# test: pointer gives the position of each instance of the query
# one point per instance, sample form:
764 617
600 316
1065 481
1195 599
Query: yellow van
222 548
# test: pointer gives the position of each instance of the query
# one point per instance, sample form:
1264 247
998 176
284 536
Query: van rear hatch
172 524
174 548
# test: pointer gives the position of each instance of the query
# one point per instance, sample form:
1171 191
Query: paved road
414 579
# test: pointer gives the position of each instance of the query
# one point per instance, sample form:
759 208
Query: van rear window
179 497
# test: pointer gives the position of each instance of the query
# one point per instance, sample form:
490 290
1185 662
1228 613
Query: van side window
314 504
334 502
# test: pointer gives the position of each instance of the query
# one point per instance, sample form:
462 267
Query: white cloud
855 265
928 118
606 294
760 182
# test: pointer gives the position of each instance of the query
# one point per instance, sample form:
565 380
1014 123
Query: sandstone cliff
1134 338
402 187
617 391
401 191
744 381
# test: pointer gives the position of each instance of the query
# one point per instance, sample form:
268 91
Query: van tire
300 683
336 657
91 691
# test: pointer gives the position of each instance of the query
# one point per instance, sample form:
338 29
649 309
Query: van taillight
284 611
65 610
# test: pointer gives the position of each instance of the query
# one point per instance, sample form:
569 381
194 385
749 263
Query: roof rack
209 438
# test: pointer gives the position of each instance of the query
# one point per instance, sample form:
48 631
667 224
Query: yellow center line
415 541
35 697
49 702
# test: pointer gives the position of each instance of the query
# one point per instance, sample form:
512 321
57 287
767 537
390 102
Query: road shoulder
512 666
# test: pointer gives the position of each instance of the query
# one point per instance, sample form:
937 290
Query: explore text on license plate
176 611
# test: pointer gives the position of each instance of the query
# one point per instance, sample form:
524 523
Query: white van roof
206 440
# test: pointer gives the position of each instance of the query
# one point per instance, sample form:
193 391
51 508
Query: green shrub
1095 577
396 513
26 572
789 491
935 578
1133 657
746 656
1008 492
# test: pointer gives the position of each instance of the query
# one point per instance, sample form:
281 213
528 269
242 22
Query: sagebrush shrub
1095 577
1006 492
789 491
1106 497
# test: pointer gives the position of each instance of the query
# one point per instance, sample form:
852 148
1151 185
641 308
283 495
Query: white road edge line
################
The records shown earlier should all be returned verbatim.

### [Response to this task]
# test: pointer gives the position of each instance of the query
# one point per instance, sample form:
764 617
600 316
1065 481
1195 599
Query: yellow van
222 548
# test: pointer gives the position of each instance of the query
# one point per instance, sample form:
1264 247
998 176
284 536
Query: van rear hatch
172 524
174 548
# test: pointer gives the position of each instance of the query
# one point per instance, sample form:
1171 191
Query: paved road
414 579
# test: pointer gives the position of each instance of the query
# one point per instance, sample form:
759 208
Query: van rear window
179 497
# test: pointer gives the position of each instance of the query
# one point per instance, sample form:
490 290
1185 662
1228 613
Query: van side window
314 504
334 502
# test: pointer gives the position of each instance of the query
# one point per instance, sample form:
462 267
Query: white cloud
855 265
928 118
606 294
760 182
# test: pointer gives the position of each instance of the query
# one point per instance, sample form:
565 380
1014 123
Query: sandstone cliff
1134 338
402 187
617 391
401 191
744 381
# test: pointer gives the position of each instance of the query
# one point per instance, sample form:
268 91
Query: van tire
300 683
336 657
91 691
# test: pointer gives the position of each instance of the query
# one point per instance, sample form:
338 29
649 309
Query: van taillight
284 611
65 610
# test: pointer gives the position of each instance of the query
# one point per instance, sample form:
569 381
194 385
749 263
Query: roof rack
209 438
# test: pointer gives the position of each instance of the query
# one point per instance, sample form:
48 631
667 224
Query: yellow center line
415 541
35 697
49 702
# test: pointer gives the position of each instance of the query
# one point per instance, sample form:
512 321
57 287
767 537
390 102
Query: road shoulder
512 666
# test: pointer gives the position of each instance of the query
# one point per instance, sample form:
937 290
Query: explore text on license plate
176 611
# test: pointer gives the position of each instance of the query
# one point per instance, sample form:
524 523
Query: white van roof
206 440
# test: pointer gives the position of each instance of the query
# one point per instance, sample form:
193 391
51 508
Query: green shrub
1095 577
396 513
26 572
789 491
935 578
1133 657
746 656
1008 492
# test: pointer gives the position of each instance of the query
# one point per instance, sample form:
281 213
528 269
242 22
Query: sagebrush shrub
1095 577
1006 492
789 491
1106 497
# test: pointer gives the position of each instance of the query
# one point per instance, sample form:
852 148
1151 185
641 308
283 495
Query: white road edge line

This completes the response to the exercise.